**INPUT FOR THIS TASK**
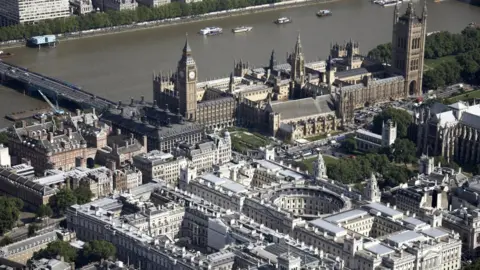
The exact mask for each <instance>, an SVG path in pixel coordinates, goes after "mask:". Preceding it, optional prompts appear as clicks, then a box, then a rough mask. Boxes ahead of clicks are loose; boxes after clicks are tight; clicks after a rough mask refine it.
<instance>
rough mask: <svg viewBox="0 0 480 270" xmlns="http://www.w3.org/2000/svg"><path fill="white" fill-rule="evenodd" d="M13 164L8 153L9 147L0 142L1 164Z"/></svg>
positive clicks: (5, 166) (3, 165)
mask: <svg viewBox="0 0 480 270" xmlns="http://www.w3.org/2000/svg"><path fill="white" fill-rule="evenodd" d="M11 165H12V164H11V157H10V154H9V153H8V147H6V146H4V145H3V144H0V166H4V167H10V166H11Z"/></svg>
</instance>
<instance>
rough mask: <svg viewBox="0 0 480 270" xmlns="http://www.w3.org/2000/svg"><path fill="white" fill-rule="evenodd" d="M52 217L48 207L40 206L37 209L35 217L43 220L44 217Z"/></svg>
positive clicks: (51, 214)
mask: <svg viewBox="0 0 480 270" xmlns="http://www.w3.org/2000/svg"><path fill="white" fill-rule="evenodd" d="M52 215H53V211H52V208H50V206H48V205H45V204H42V205H40V206H39V207H38V209H37V217H38V218H44V217H51V216H52Z"/></svg>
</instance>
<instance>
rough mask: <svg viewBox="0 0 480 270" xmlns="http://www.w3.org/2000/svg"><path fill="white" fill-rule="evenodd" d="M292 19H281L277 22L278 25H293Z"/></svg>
mask: <svg viewBox="0 0 480 270" xmlns="http://www.w3.org/2000/svg"><path fill="white" fill-rule="evenodd" d="M291 22H292V19H290V18H287V17H281V18H278V19H276V20H275V23H276V24H286V23H291Z"/></svg>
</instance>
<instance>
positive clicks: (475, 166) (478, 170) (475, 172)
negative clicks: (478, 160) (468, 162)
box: [472, 164, 480, 175]
mask: <svg viewBox="0 0 480 270" xmlns="http://www.w3.org/2000/svg"><path fill="white" fill-rule="evenodd" d="M472 172H473V174H474V175H479V174H480V165H479V164H477V165H475V167H474V168H473V171H472Z"/></svg>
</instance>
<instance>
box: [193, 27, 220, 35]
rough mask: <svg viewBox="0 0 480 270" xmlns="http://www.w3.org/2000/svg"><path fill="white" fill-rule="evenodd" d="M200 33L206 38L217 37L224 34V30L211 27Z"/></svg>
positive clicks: (209, 27) (203, 30)
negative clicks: (213, 36) (204, 36)
mask: <svg viewBox="0 0 480 270" xmlns="http://www.w3.org/2000/svg"><path fill="white" fill-rule="evenodd" d="M199 33H200V34H202V35H204V36H215V35H219V34H221V33H223V29H222V28H221V27H218V26H211V27H206V28H203V29H200V32H199Z"/></svg>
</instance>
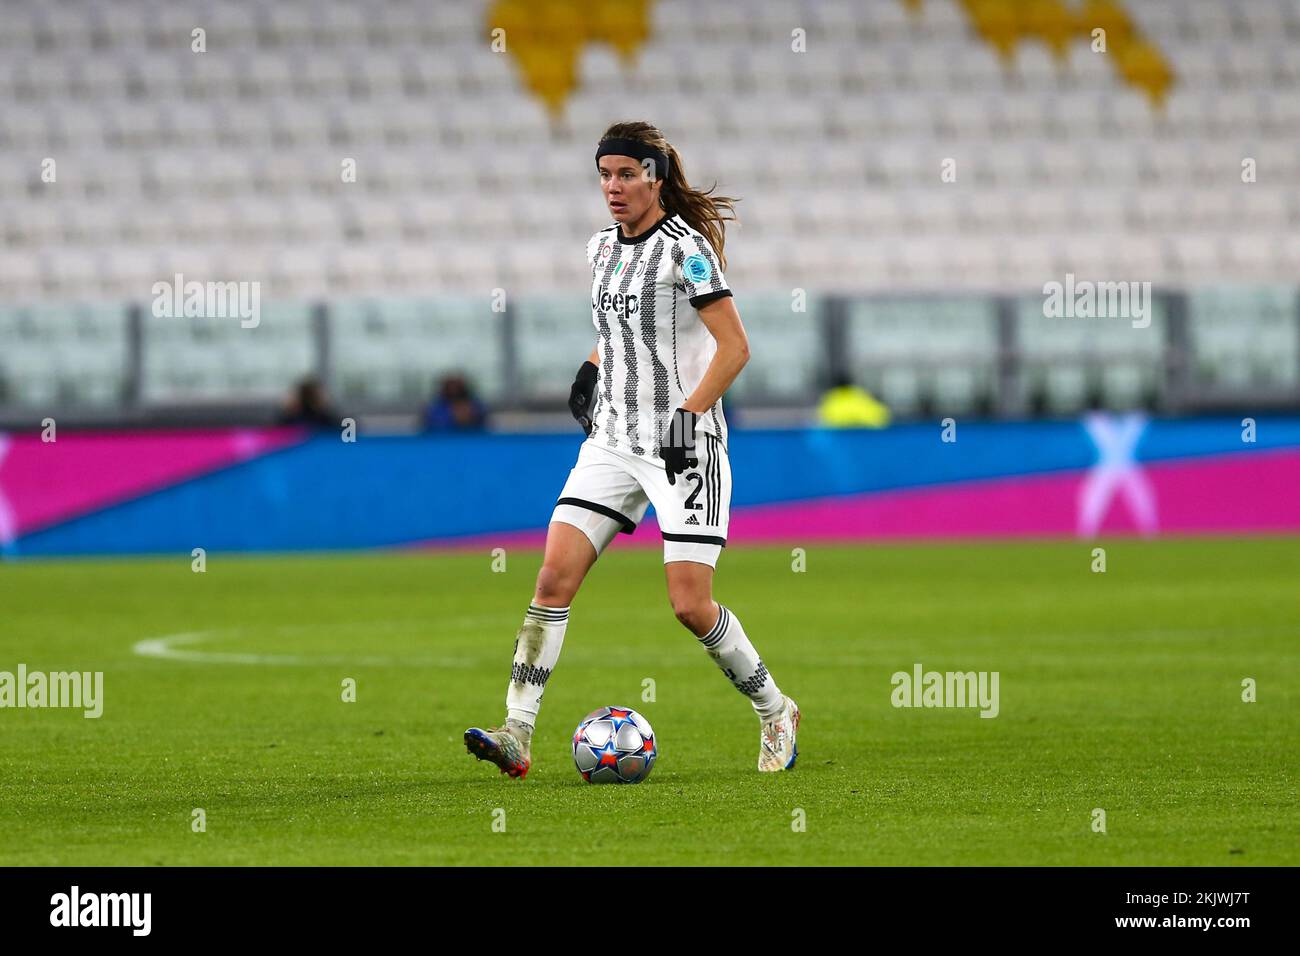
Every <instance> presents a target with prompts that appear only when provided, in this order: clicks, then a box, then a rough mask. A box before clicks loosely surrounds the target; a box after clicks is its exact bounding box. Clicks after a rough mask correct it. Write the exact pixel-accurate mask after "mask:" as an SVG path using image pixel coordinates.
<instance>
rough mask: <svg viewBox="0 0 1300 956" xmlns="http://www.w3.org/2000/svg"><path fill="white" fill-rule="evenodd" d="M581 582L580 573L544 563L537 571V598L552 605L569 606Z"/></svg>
mask: <svg viewBox="0 0 1300 956" xmlns="http://www.w3.org/2000/svg"><path fill="white" fill-rule="evenodd" d="M578 584H581V579H580V578H578V575H576V574H573V572H572V571H565V570H564V568H560V567H554V566H550V564H542V570H541V571H538V572H537V600H538V601H541V602H542V604H545V605H549V606H551V607H567V606H568V605H569V602H572V600H573V596H575V594H576V593H577V587H578Z"/></svg>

**THE PROBLEM**
Quote the preceding records in their entirety, excluding every picture.

**OUTPUT BELOW**
The exact mask for each <instance>, an SVG path in pixel coordinates, goes after "mask:". Preceding it, optional prompts appear as clicks, then a box, then a rough mask. Boxes ahead of clicks are loose; boxes after clicks are tight; clicks after a rough mask refine it.
<instance>
rough mask: <svg viewBox="0 0 480 270" xmlns="http://www.w3.org/2000/svg"><path fill="white" fill-rule="evenodd" d="M13 164L8 153L9 147L0 142L1 164Z"/></svg>
positive clicks: (5, 166) (3, 165)
mask: <svg viewBox="0 0 480 270" xmlns="http://www.w3.org/2000/svg"><path fill="white" fill-rule="evenodd" d="M11 165H12V164H11V157H10V154H9V153H8V147H6V146H4V145H3V144H0V166H4V167H10V166H11Z"/></svg>
</instance>
<instance>
rough mask: <svg viewBox="0 0 480 270" xmlns="http://www.w3.org/2000/svg"><path fill="white" fill-rule="evenodd" d="M52 217L48 207L40 206L37 209L35 217L43 220L44 217Z"/></svg>
positive clicks: (51, 214)
mask: <svg viewBox="0 0 480 270" xmlns="http://www.w3.org/2000/svg"><path fill="white" fill-rule="evenodd" d="M52 215H53V211H52V208H50V206H48V205H45V204H42V205H40V206H39V207H38V209H37V217H38V218H44V217H51V216H52Z"/></svg>
</instance>
<instance>
rough mask: <svg viewBox="0 0 480 270" xmlns="http://www.w3.org/2000/svg"><path fill="white" fill-rule="evenodd" d="M292 19H281L277 22L278 25H293Z"/></svg>
mask: <svg viewBox="0 0 480 270" xmlns="http://www.w3.org/2000/svg"><path fill="white" fill-rule="evenodd" d="M291 22H292V19H290V18H287V17H281V18H278V19H276V20H275V23H276V24H286V23H291Z"/></svg>
</instance>
<instance>
positive clicks: (475, 166) (478, 170) (475, 172)
negative clicks: (478, 160) (468, 162)
box: [472, 164, 480, 175]
mask: <svg viewBox="0 0 480 270" xmlns="http://www.w3.org/2000/svg"><path fill="white" fill-rule="evenodd" d="M472 172H473V174H474V175H479V174H480V165H479V164H477V165H475V167H474V168H473V171H472Z"/></svg>
</instance>
<instance>
box: [193, 27, 220, 35]
rough mask: <svg viewBox="0 0 480 270" xmlns="http://www.w3.org/2000/svg"><path fill="white" fill-rule="evenodd" d="M200 33L206 38L217 37L224 34V30L211 27Z"/></svg>
positive clicks: (209, 27) (203, 30)
negative clicks: (213, 36) (204, 36)
mask: <svg viewBox="0 0 480 270" xmlns="http://www.w3.org/2000/svg"><path fill="white" fill-rule="evenodd" d="M199 33H200V34H202V35H204V36H215V35H219V34H221V33H223V29H222V28H221V27H218V26H211V27H206V28H203V29H200V32H199Z"/></svg>
</instance>
Every <instance> presents a target with prompts that appear only when provided, in this order: clicks, then a box, then a rough mask. A box before clicks loosely surrounds the target; a box after clicks is its exact bounding box. Clicks after a rough mask correct it. Write the exact pixel-accurate mask after "mask:" as an SVG path using image pixel coordinates.
<instance>
rough mask: <svg viewBox="0 0 1300 956" xmlns="http://www.w3.org/2000/svg"><path fill="white" fill-rule="evenodd" d="M581 582L580 573L544 563L537 571V598L552 605L569 606Z"/></svg>
mask: <svg viewBox="0 0 1300 956" xmlns="http://www.w3.org/2000/svg"><path fill="white" fill-rule="evenodd" d="M578 584H581V579H580V578H578V575H576V574H573V572H572V571H565V570H564V568H560V567H554V566H550V564H542V570H541V571H538V572H537V600H538V601H541V602H542V604H545V605H549V606H551V607H567V606H568V605H569V602H572V600H573V596H575V594H576V593H577V587H578Z"/></svg>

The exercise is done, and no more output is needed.